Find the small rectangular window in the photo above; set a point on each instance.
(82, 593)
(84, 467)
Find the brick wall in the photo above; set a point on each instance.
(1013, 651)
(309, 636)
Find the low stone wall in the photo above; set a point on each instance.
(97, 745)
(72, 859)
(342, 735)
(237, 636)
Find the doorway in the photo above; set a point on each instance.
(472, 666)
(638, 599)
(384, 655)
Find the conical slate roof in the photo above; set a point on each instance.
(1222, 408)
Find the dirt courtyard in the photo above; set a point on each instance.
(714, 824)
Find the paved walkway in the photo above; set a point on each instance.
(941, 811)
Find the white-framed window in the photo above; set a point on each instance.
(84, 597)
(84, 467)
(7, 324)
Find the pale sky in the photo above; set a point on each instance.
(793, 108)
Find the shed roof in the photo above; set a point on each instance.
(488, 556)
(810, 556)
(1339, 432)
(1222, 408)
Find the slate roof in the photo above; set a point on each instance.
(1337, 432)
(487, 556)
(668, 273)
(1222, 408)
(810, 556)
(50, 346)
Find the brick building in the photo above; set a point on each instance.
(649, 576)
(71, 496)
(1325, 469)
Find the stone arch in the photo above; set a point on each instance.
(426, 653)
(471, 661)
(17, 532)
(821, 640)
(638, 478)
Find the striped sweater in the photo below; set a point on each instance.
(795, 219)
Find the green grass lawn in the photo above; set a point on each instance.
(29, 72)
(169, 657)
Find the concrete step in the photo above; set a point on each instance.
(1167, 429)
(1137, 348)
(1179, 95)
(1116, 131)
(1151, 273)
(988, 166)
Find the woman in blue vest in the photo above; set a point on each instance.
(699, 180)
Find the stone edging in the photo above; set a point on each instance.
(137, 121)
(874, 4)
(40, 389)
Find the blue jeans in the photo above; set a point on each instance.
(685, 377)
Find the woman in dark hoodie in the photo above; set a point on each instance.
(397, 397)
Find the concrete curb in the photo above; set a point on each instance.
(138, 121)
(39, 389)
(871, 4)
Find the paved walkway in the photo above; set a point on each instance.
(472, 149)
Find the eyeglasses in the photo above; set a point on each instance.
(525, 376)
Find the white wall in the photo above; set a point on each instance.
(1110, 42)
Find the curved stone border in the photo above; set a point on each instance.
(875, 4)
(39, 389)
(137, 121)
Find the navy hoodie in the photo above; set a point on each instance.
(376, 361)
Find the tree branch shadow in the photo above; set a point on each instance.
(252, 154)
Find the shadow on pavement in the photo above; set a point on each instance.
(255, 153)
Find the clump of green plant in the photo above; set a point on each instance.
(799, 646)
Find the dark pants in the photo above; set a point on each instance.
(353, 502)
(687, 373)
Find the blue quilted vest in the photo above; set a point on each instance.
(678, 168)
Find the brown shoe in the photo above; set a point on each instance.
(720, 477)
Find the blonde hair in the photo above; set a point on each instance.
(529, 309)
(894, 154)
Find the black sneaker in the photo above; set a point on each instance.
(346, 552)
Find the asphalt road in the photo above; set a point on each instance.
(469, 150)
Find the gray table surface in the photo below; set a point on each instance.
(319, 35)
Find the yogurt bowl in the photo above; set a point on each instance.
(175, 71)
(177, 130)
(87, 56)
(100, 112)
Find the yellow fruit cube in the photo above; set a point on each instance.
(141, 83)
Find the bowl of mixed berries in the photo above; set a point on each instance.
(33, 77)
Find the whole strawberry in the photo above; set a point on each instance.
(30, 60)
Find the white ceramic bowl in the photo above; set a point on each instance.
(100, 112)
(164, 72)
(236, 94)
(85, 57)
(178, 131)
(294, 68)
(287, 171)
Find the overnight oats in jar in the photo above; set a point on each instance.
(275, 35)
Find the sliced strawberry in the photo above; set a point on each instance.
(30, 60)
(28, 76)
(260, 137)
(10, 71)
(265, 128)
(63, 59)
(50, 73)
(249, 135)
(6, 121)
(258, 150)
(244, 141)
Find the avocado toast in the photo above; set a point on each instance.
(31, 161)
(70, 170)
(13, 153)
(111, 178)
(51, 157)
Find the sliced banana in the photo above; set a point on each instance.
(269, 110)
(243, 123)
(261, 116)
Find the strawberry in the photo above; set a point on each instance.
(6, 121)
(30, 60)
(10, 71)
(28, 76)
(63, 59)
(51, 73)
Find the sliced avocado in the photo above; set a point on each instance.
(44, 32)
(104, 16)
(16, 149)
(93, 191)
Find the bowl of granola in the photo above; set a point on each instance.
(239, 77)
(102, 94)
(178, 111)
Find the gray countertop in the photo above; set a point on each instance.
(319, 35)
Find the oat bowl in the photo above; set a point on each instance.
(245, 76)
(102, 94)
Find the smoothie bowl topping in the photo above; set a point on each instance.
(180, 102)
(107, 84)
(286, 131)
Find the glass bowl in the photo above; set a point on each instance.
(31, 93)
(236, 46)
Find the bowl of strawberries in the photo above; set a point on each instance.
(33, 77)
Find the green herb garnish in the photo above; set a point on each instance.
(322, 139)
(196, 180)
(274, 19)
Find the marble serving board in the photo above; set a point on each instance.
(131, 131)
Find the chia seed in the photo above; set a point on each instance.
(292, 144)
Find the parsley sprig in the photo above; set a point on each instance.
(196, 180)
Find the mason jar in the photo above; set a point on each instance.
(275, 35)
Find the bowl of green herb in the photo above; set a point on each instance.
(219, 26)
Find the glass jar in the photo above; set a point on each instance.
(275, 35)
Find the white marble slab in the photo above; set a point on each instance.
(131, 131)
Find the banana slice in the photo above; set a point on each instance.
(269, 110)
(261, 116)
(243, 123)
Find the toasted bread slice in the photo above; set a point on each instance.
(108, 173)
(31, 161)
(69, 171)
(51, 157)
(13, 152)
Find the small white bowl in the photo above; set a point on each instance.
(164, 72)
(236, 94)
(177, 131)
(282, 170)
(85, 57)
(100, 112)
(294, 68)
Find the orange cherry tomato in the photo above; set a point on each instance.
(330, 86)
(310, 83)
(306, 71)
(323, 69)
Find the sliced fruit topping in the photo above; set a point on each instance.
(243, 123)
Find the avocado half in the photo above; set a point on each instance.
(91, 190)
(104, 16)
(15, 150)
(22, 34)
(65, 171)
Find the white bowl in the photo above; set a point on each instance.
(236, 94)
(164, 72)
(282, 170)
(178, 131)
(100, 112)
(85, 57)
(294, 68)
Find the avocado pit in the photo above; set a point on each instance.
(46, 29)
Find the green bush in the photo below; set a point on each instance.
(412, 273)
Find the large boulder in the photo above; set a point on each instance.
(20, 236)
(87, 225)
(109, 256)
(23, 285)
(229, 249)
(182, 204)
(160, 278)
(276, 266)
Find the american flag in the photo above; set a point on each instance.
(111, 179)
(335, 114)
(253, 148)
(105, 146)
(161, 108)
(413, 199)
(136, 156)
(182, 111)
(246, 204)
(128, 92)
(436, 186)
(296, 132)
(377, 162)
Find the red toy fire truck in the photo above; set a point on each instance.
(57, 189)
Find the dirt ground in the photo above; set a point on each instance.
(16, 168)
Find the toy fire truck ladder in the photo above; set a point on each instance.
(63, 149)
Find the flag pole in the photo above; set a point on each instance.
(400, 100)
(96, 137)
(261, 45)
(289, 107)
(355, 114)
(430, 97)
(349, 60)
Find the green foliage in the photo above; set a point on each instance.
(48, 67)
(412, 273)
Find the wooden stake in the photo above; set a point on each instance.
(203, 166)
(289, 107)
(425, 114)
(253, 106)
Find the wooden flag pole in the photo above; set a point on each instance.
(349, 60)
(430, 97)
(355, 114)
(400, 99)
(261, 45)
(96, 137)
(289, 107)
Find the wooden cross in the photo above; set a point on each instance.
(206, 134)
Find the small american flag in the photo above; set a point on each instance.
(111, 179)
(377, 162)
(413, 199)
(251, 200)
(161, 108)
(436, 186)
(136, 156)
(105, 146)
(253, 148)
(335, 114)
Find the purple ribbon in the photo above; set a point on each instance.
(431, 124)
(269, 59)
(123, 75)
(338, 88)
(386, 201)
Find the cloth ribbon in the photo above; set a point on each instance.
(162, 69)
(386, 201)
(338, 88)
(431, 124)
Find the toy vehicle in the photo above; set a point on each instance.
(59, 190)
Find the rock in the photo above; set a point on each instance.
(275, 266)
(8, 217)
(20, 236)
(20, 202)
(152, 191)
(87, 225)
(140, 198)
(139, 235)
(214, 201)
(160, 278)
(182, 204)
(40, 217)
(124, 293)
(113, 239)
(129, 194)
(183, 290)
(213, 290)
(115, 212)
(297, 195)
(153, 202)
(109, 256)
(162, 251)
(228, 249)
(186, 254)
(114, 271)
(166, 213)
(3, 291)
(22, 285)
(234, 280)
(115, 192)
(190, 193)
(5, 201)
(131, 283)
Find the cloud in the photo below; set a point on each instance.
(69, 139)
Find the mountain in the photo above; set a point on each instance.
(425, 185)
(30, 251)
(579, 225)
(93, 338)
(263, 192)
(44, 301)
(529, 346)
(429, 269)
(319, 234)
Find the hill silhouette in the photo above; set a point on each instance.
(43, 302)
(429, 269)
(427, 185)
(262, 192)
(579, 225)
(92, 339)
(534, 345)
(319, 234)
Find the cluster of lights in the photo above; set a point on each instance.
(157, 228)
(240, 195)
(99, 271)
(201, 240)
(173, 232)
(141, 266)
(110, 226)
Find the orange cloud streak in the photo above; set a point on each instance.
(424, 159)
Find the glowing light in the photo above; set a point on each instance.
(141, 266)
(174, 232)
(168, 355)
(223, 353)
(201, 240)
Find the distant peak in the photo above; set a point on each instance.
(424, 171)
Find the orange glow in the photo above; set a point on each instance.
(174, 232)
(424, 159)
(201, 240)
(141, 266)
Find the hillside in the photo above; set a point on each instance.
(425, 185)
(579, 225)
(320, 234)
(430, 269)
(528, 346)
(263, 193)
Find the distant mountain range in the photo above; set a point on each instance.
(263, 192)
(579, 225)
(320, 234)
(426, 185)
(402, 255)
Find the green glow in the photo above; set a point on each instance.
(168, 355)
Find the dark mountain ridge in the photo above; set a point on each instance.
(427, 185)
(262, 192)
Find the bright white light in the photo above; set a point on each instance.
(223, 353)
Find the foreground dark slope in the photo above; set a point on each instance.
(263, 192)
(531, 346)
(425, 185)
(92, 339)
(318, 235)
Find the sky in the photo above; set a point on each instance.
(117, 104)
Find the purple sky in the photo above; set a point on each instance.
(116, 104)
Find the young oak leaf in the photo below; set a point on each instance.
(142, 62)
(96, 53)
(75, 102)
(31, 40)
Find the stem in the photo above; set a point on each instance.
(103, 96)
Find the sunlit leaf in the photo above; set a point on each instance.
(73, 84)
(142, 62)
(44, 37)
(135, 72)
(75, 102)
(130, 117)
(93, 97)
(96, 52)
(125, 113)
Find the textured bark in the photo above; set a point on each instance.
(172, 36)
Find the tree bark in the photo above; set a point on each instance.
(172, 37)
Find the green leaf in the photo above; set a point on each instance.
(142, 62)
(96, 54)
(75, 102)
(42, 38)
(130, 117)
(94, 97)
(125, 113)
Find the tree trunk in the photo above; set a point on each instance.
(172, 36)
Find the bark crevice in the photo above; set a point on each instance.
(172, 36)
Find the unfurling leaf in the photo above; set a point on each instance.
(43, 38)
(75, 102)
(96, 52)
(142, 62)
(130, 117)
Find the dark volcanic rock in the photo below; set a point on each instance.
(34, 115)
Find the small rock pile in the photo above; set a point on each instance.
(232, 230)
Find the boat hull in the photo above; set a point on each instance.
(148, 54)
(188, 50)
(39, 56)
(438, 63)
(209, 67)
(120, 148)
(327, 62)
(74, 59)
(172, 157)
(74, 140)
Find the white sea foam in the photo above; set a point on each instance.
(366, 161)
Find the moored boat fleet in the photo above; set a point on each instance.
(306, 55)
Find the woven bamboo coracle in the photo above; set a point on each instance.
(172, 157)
----
Revise the listing from the line containing "Find the woven" through the end of the listing, replacing "coracle" with "basket boat" and leaving everything else unchanged.

Find the woven bamboo basket boat in the photo above; set a point on each instance.
(172, 157)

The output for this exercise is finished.